===== Passage to read

Last night I went to a disc-golf course with my thirteen-year-old brother and seventeen-year-old sister. We enjoy disc-golf! Well … my brother loves it. I enjoy it. 😉

So there’s another tip … look for ways to hang out with your younger siblings (or cousins or something.) Look for ways to invest in their lives. Mentor them, maybe.

That’s been helpful for me. It pulls my focus off of just me and my life and my struggles and my hurts, and starts investing my heart and emotions in other people. So I can find hope through their lives. I can feel joy for them when good things come their way. I can pray for them. I can help them through the hard times. I can rejoice when they succeed. Grow. Receive their dreams.

So whoever God has in your life right now, find ways to serve and bless them! Get involved in their lives and journey together! Share emotions, hopes, hardships, and dinners. 😉

adult-3368246_1920

 

 

 

 

4) Pursue your Dreams. Invest in your Talents. Don’t wait to do what you feel like God is calling you to.

Y’all, what is God calling you to? Don’t be deceived … if your heart is beating, you have a purpose! Don’t miss out on this wonderful thing because you’re too busy waiting to get married.

If you can break away from the depression that comes from a broken heart and the listlessness that comes from shattered dreams and the hopelessness that comes from lack of trust …

You will realize that there are beautiful things out there within your reach, but you’ve been so consumed with one beautiful thing (aka: marriage) that you’ve been blinded to all the rest.

What was it you always wanted to be when you were younger (for me, it was an author!)? Or what opportunities do you see around you that tug at your heart? A younger person who needs a mentor? A group of young people who would be blessed by a Bible study (ladies, you could start a girl’s Bible study using Love Defined!)? A Crisis Pregnancy Center that could use some volunteers? Maybe your church is going on a mission trip and you have a heart for overseas missions.

==========

## Tasks to carry out:
A – Translate this sentence from the passage on singleness into Spanish: "Look for ways to invest in their lives."
B – Continue the passage on singleness from where it stops.

===== Supplied information

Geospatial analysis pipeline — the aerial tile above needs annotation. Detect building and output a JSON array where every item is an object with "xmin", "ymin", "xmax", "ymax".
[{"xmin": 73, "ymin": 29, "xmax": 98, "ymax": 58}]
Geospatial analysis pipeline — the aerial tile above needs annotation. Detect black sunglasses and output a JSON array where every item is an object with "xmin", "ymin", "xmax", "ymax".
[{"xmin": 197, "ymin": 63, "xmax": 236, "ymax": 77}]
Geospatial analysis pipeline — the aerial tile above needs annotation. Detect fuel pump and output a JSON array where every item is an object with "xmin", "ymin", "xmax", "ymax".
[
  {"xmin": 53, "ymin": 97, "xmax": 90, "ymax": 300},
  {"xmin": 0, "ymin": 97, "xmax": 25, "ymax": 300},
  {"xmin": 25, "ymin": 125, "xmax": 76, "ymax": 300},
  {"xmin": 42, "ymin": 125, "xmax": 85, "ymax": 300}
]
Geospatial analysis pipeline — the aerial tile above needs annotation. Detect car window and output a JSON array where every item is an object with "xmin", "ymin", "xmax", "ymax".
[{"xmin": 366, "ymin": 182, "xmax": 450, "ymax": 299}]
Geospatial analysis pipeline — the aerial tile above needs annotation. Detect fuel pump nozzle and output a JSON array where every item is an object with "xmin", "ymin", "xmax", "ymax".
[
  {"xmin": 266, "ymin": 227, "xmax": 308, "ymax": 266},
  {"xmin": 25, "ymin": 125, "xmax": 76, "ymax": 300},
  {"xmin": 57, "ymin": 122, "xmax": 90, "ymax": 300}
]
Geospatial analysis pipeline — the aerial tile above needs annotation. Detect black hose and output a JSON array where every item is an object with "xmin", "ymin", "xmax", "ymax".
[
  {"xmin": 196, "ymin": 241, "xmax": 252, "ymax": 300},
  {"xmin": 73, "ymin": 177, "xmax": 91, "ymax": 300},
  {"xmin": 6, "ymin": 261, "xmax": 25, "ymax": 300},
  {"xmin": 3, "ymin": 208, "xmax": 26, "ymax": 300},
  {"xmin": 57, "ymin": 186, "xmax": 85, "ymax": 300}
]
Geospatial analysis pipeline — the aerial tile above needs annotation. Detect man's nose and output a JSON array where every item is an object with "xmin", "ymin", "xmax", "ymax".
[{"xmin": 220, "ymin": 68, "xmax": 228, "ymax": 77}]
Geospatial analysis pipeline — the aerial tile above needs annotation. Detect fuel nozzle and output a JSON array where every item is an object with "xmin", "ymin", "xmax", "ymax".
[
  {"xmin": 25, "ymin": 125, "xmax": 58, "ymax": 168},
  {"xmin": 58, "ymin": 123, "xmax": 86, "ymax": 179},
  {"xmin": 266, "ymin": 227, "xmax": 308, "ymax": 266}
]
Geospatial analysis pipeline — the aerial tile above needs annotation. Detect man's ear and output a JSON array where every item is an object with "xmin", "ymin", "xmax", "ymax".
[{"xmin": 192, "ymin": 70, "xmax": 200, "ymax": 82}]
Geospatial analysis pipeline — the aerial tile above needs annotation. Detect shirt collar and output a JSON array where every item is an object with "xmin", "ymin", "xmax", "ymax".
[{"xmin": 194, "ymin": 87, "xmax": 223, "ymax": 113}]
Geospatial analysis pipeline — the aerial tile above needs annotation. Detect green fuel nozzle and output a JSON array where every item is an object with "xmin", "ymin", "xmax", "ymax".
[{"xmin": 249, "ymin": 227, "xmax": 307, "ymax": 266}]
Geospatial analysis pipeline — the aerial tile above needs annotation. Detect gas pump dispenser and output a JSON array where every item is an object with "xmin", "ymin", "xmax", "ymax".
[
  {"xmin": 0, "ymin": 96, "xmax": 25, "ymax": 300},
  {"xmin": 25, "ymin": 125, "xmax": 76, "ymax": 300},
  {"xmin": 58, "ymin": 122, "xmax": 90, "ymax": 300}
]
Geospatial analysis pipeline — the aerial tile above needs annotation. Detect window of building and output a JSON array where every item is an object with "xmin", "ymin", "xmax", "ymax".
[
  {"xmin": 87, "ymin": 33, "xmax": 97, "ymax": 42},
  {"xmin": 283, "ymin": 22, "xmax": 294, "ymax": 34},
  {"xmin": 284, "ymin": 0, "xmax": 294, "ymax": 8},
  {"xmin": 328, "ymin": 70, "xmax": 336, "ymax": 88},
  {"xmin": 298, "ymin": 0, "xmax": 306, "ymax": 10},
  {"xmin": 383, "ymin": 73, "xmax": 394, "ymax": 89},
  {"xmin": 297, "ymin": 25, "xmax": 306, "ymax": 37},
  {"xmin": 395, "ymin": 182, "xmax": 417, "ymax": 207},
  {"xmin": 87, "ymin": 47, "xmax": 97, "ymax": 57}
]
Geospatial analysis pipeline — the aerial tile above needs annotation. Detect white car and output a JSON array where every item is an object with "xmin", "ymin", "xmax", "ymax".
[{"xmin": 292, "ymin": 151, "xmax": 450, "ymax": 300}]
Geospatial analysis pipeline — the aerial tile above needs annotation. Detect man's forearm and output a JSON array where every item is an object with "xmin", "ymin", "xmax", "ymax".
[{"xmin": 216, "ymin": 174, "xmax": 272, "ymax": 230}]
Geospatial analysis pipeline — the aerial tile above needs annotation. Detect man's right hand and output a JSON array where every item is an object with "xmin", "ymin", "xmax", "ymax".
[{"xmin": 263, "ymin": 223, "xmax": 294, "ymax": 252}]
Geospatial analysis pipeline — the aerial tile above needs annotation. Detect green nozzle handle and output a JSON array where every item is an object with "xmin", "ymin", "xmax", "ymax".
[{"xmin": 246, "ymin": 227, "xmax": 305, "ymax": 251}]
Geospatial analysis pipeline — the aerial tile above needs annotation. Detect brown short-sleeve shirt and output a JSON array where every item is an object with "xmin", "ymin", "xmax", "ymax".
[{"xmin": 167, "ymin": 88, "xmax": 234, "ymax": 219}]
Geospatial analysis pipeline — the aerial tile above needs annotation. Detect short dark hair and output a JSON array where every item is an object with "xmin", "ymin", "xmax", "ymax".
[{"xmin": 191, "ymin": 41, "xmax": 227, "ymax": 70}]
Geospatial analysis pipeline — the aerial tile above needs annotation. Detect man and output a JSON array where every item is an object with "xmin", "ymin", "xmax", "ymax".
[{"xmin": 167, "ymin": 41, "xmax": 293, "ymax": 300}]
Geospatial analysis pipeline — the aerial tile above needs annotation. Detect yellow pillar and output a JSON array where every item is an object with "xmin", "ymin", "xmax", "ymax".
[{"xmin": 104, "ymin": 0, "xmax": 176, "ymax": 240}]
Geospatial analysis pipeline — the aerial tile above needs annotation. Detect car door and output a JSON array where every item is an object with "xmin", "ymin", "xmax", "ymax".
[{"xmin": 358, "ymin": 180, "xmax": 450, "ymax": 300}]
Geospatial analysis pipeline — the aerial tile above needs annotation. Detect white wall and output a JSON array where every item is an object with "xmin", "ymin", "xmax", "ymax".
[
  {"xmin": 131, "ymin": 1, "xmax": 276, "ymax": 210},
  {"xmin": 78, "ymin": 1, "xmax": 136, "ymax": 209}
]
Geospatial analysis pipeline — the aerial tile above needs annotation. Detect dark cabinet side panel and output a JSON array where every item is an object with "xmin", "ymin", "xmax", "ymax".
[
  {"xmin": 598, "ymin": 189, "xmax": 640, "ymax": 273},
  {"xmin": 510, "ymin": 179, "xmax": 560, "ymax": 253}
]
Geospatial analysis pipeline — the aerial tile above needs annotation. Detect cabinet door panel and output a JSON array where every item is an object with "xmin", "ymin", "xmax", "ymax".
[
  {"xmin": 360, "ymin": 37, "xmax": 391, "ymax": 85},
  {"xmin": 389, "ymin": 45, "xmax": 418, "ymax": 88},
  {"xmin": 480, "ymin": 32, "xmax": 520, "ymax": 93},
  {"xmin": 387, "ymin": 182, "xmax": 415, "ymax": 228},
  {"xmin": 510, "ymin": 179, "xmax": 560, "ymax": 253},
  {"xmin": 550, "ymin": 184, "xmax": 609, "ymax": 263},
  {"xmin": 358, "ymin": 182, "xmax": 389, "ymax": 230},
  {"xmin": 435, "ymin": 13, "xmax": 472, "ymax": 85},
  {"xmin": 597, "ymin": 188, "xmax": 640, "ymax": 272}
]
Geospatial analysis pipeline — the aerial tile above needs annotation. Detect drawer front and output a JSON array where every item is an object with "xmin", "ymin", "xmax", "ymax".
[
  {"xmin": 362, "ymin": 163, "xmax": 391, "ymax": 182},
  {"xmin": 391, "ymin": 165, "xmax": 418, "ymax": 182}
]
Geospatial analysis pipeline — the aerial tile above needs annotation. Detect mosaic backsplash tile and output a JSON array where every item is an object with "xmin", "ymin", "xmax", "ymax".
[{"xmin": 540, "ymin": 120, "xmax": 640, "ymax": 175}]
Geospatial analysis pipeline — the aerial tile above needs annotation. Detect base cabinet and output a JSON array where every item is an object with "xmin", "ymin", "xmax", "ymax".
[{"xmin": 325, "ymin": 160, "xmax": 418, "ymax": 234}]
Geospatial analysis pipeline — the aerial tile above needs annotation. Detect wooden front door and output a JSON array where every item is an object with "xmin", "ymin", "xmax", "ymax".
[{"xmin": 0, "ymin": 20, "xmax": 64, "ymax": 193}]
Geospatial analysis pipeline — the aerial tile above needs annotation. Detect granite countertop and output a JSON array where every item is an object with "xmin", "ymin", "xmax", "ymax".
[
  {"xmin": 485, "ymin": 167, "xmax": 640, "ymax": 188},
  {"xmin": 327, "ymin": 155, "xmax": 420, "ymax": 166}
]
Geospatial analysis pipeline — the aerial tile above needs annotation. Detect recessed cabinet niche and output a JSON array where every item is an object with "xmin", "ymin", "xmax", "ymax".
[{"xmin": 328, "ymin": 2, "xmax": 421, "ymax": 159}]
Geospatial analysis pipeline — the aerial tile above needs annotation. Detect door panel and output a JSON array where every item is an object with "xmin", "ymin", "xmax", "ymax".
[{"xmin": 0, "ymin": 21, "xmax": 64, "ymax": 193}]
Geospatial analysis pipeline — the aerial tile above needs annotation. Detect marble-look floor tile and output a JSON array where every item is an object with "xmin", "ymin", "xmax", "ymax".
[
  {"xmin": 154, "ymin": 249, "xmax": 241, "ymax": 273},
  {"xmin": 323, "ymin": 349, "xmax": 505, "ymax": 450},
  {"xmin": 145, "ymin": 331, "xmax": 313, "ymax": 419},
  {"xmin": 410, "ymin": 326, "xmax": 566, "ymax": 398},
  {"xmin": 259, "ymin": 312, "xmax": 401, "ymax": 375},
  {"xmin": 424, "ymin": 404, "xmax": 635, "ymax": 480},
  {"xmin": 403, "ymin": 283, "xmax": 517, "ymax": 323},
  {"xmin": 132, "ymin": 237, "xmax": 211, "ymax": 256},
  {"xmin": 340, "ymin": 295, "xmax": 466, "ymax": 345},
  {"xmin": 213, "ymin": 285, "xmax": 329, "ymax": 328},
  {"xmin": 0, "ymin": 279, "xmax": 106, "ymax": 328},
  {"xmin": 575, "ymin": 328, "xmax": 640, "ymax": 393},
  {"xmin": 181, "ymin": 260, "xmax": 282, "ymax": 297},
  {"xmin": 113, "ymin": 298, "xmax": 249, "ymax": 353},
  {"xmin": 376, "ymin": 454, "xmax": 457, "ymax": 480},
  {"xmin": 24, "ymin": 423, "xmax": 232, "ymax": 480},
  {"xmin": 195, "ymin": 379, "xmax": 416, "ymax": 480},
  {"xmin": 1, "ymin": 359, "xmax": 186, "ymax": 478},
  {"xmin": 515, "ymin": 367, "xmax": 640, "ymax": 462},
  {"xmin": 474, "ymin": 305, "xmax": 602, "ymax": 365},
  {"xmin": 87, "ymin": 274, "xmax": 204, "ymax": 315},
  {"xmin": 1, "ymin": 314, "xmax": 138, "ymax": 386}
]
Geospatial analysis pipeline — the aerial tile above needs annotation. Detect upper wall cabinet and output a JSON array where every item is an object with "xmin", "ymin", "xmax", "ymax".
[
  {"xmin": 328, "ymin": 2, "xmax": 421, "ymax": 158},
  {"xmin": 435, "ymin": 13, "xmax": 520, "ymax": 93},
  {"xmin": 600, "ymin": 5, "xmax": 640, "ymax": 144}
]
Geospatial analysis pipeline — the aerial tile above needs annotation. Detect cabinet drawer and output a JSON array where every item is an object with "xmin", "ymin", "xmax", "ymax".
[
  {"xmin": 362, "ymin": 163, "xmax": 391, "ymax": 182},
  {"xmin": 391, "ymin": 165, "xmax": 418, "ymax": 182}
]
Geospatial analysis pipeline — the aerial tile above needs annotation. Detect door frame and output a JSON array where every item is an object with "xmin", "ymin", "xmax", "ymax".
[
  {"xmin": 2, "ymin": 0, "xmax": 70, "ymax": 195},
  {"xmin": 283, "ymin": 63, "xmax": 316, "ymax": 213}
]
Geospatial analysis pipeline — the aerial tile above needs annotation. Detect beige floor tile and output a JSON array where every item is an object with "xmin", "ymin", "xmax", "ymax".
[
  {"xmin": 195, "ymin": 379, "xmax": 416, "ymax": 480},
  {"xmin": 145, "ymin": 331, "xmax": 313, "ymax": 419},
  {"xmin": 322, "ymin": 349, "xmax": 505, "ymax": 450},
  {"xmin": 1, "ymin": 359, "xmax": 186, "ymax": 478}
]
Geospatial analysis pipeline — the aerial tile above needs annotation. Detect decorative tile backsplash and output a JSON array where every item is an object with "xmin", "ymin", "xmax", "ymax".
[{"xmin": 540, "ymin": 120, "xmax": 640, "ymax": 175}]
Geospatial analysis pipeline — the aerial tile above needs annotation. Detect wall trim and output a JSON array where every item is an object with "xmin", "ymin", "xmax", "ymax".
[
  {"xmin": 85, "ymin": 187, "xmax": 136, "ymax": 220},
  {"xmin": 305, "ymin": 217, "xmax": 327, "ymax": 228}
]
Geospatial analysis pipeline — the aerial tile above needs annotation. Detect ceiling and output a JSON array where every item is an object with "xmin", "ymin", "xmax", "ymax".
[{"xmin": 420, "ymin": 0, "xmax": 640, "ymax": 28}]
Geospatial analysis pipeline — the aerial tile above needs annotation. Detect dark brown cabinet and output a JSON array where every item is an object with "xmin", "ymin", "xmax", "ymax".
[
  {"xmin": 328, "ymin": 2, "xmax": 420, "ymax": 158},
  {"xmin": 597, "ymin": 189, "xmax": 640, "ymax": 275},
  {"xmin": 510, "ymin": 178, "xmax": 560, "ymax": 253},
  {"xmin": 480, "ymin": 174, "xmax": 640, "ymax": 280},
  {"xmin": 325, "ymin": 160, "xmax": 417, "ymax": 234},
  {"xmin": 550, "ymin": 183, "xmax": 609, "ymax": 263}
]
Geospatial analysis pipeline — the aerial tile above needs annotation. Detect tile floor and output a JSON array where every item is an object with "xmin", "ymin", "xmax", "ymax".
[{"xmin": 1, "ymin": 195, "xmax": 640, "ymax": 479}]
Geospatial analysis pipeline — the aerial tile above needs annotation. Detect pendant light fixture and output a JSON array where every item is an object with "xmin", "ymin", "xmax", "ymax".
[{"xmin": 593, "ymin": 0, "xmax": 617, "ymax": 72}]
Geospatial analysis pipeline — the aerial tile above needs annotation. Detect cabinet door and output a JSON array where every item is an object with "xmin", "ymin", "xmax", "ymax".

==========

## Answers by task:
A – Busca maneras de invertir en sus vidas.

B –
Ponder it. Dig deep. What do you have a passion for? What do you feel God might be calling you to? Maybe He is calling you to marriage … someday. But right now there are other opportunities available while your future spouse is out of sight!

As for my personal life, there’s a chance I’m going to have a full-time job very soon. (I’d appreciate your prayers!) Meanwhile, I’ve been novel-writing quite a bit and absolutely adoring it. I’m remembering that God gave me a passion and a gift for writing and I should definitely be pursuing that and using it for His glory! ❤

1 Corinthians 10:31

31 Therefore, whether you eat or drink, or whatever you do, do all to the glory of God.

So yes, I’ve gotten excited about that once again. I have a desire to publish more books – stories that I hope will touch reader’s heart for God. I know that I have a few loyal fans out there and they remind why I love writing. I’m not exactly sure what God has in store for me, but I’m trying to use my time wisely and write whenever I can. If He wills it, I want to publish again soon!

I tried my hand at making soap and it was a good experience! Not as hard as I thought. Though I was a little scared about mixing the lye. Good news, it all went well and I didn’t splat any on myself or my sister! :p So we have a beautiful batch of charcoal soap that smells of lavender and tea tree oil stacked on the top of my sister’s bookshelf. We’re hoping to make some more this coming week.

And yeah. Blogging, booktubing, Bible studies, and more! I’m trying different things and just seeing where God takes me.

I hope you all will too! Pursue God. Trust Him with your life. Take steps of faith. Enjoy life! Try some new things. Do what you love, all for His glory. ❤

Matthew 6:31-33

31 “Therefore do not worry, saying, ‘What shall we eat?’ or ‘What shall we drink?’ or ‘What shall we wear?’ 32 For after all these things the Gentiles seek. For your heavenly Father knows that you need all these things.33 But seek first the kingdom of God and His righteousness, and all these things shall be added to you.

***

That’s what I have for today. Hopefully it wasn’t too long-winded! Happy Saturday, readers! I’m probably off yard-saling while you all read this post. 😉 Hope you enjoy your day – breathing in God’s love and looking to Him to direct your life.

Live loved, dear fellow singles, and live to the fullest.